** Passage to read **
-- start --
The invention relates to a combination of a conductor, such as a busbar, and a device for measuring the AC voltage in the conductor, which device comprises:

- an insulation layer arranged on the conductor;

- a capacitor plate arranged on the insulation layer to position the capacitor plate at a fixed distance from the conductor to form a first capacitor;

- a second capacitor arranged electrically between the capacitor plate and ground to provide a capacitive voltage divider with the first capacitor; and

- means for measuring the voltage at the capacitor plate .

Such a combination is for example known from US 5017859. Capacitive voltage dividers are known to reduce the voltage of the conductor to a level, which is more suitable to be measured with conventional measurement equipment. The use of capacitors allows one to measure the voltage without any leakage of current .

A resistive voltage divider could also be used for measuring the voltage of a conductor, but with high voltages, the components become considerably large and current will leak via the resistors.

The use of a capacitive voltage divider allows one to use smaller components, as no current will flow through the capacitors. However, the capacitors have an impedance which is dependent on the frequency of the voltage to be measured. As long as the frequency is virtually constant, the voltage in the conductor can be measured accurately. However, if the frequency varies, the accuracy of the measurements will vary.

Furthermore, with the combination according to US 5017859, the distance of the capacitor plate to the conductor could vary due to manufacturing tolerances or due to heating of the combination, which causes the insulation layer to expand. As a result the capacity of the first capacitor will change having an adverse effect on the voltage measurement.

It is an object of the invention to reduce or even remove the above mentioned disadvantages.

This object is achieved according to the invention with a combination according to the preamble, which is characterized by:

- means for measuring the frequency of the voltage in the conductor; and

- means for calculating the AC voltage in the conductor based on the capacities of the first and second capacitors, the measured voltage and the measured frequency.

Because the frequency of the voltage in the conductor is also measured, one can take into account the changes in the capacitive voltage divider due to any frequency changes .

The means for calculating the AC voltage in the conductor will first determine, based on the known capacity of the first and second capacitors and the measured frequency, what the capacitive reactance of each capacitor is. Similar equations can be used for the capacitive reactance as for resistors. So, with the measured voltage at the capacitor plate and the ratio between both capacitive reactances of the two capacitors, one can accurately calculate the AC voltage in the conductor.

In a preferred embodiment of the combination

according to the invention the means for calculating the AC voltage in the conductor comprise a microcontroller with an analog to digital converter input connected via a low pass filter, precision rectifier to the capacitor plate.

Calculations can be quickly and accurately done by a microcontroller. However, the AC voltage needs to be

rectified, such that the voltage is only of a changing

positive value, which can then be fed to low pass filter and then to the analog to digital converter for further processing by the microcontroller.

Another preferred embodiment of the combination according to the invention, further comprises a temperature sensor for measuring the temperature of the insulation layer and wherein the means for calculating the AC voltage in the conductor take into account the measured temperature.

When the temperature of the insulation layer

changes, the insulation layer will typically expand or

compress, such that the distance of the capacitor plate to the conductor will change. Especially in high voltage

applications, in which the insulation layer will typically be an epoxy resin, temperatures can rise substantially and expansion of the epoxy resin will be considerable. This will cause the capacity of the first capacitor to reduce when the temperature rises.
-- end --
** Data **
-- start --
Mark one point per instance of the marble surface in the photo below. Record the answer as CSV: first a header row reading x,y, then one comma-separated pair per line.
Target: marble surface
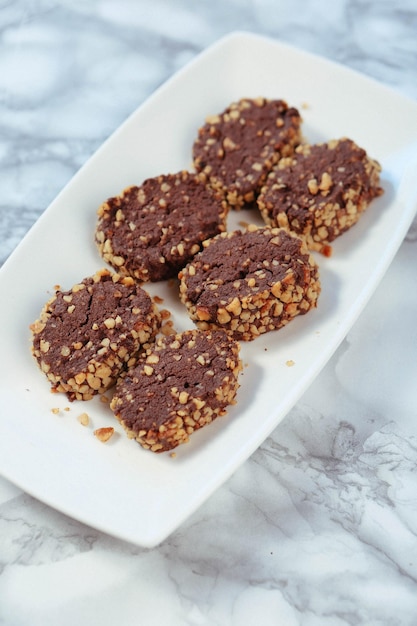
x,y
319,526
-- end --
** Prompt 1 **
Using the passage on capacitive voltage measurement, list every component that its opening sentence says the measuring device comprises.
** Prompt 2 **
In the passage on capacitive voltage measurement, what material will the insulation layer typically be in high voltage applications?

** Reply 1 **
- an insulation layer arranged on the conductor
- a capacitor plate arranged on the insulation layer, at a fixed distance from the conductor, to form a first capacitor
- a second capacitor arranged electrically between the capacitor plate and ground, which provides a capacitive voltage divider with the first capacitor
- means for measuring the voltage at the capacitor plate

** Reply 2 **
An epoxy resin.